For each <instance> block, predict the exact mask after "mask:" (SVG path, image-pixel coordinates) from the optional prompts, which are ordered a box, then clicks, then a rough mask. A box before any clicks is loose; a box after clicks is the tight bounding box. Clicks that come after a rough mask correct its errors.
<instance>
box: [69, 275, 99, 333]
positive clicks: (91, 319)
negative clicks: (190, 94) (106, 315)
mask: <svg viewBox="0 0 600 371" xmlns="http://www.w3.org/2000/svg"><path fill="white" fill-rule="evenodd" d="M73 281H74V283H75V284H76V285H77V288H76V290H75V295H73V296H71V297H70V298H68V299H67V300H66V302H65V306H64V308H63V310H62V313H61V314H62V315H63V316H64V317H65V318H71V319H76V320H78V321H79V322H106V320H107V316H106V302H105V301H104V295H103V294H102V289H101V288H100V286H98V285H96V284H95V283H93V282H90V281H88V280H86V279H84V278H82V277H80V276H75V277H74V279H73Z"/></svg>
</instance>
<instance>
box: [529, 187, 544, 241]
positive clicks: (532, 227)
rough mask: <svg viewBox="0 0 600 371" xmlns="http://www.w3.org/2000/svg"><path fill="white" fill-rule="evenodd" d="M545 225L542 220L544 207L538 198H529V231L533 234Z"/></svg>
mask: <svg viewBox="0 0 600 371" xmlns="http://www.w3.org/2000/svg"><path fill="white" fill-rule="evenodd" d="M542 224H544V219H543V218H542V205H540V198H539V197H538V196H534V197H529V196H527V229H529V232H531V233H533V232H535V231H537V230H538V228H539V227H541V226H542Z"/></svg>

WHAT YOU SHOULD DO = Extract all lines from the material above that include the word "instance".

ANSWER BELOW =
For each <instance> block, predict the exact mask after "mask:" (SVG path, image-pixel coordinates) from the optional prompts, which are ordered a box, then clicks, then a rough mask. A box before any clicks is loose; a box after clicks is the tight bounding box. Clicks that come after a rough mask correct its errors.
<instance>
</instance>
<instance>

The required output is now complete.